- **EXERCISE AIM**
Carry on the post about fall at the UC Davis Arboretum from its last sentence, in the same voice and style.

- **SELECTED TEXT**
+++
Sunday, November 21, 2010

Fall at the UC Davis Arboretum

The Arboretum is a 100-acre public garden along the banks of Putah Creek on the south side of the University of California Davis campus. It contains more than 22,000 plants and trees adapted to our Mediterranean climate of cool, wet winter and hot, dry summers. At the southwestern end of the Arboretum you’ll find the Valley-Wise demonstration garden, which I briefly mentioned in my post about the succulent beds in our front yard.

With its bike and pedestrian paths along the creek bed, crossed here and there by quaint wooden bridges, and a small lake in the middle, the Arboretum is a treasured resource in our small college town, much used by students and the public alike.

It is also an inspiration for home owners who want to use more climate-appropriate plants in their landscaping. While the larger trees, like the valley oaks, are too massive for today’s smaller residential lots, many other shrubs, grasses and flowering plants are eminently suitable for just about any landscaping design, be it traditional, contemporary or anywhere in between. Since the majority of plants in Arboretum are clearly labeled, it’s easy to take a walk and pick out favorite plants that might look good in your own yard.

The Arboretum is home to the UC Davis Teaching Nursery and holds several plant sales in the spring and the fall that draw gardeners and enthusiasts from all over Northern California. I’ve bought quite a few unusual and rare plants there over the years, including several of my farfugiums and a couple of bamboo muhly grasses (Muhlenbergia dumosa) that I love. Prices are relatively high, but the plants are top quality and often cannot be found anywhere else.
+++
- **RAW DATA**
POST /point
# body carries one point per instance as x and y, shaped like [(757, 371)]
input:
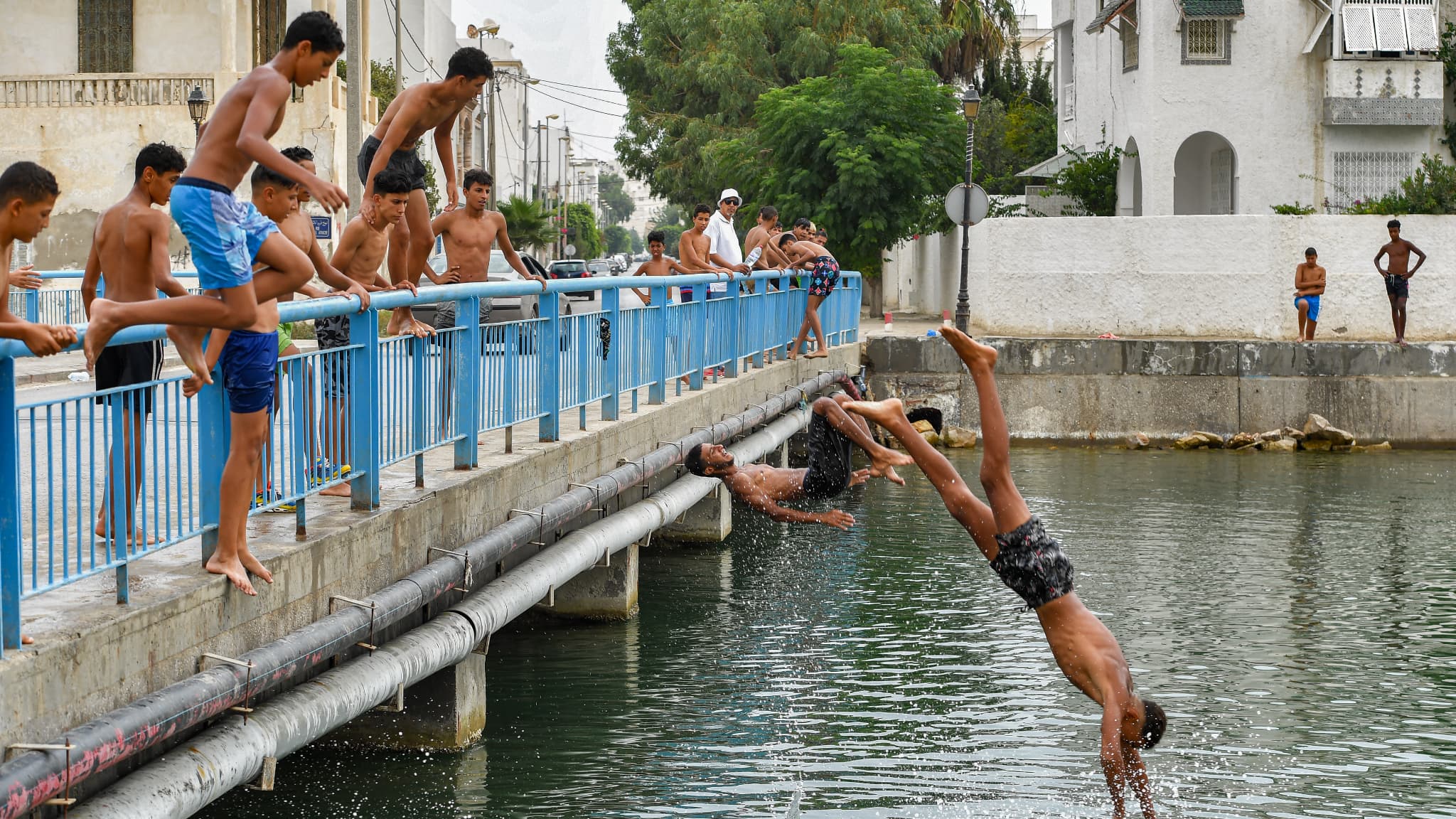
+++
- **EXERCISE RESPONSE**
The Arboretum has also published a list of All-Stars, 100 tough plants ideally suited for our climate. These plants were chosen by the horticultural staff of the Arboretum and extensively tested in the field. Many local nurseries are now carrying at least some of the All-Stars; they’re easy to identify by their special tag.

The Arboretum is open 24 hours a day. During the week, you’re charged $6 for parking, but on the weekends parking is free. My preferred lot for parking is Lot 5a at the corner of A Street and Old Davis Road (enter campus from A Street in downtown Davis). Alternatively, you can park for free at Davis Commons, aka the Borders Shopping Center, in downtown and connect to the Arboretum from the west side of the parking lot.

The Arboretum is a great place to visit any time of year, but I particularly love it in the fall when the trees and shrubs turn color. It’s about as good as it gets as far as fall foliage in the Sacramento Valley is concerned.

This morning, we went for a leisurely stroll through the Arboretum with the kids and the dog. The air was crisp and clear after yesterday’s downpour; the sky blue and filled with puffy white clouds. Really, a picture-postcard fall day.

Here are some photographic impressions of what you will find in the Arboretum at this time of year.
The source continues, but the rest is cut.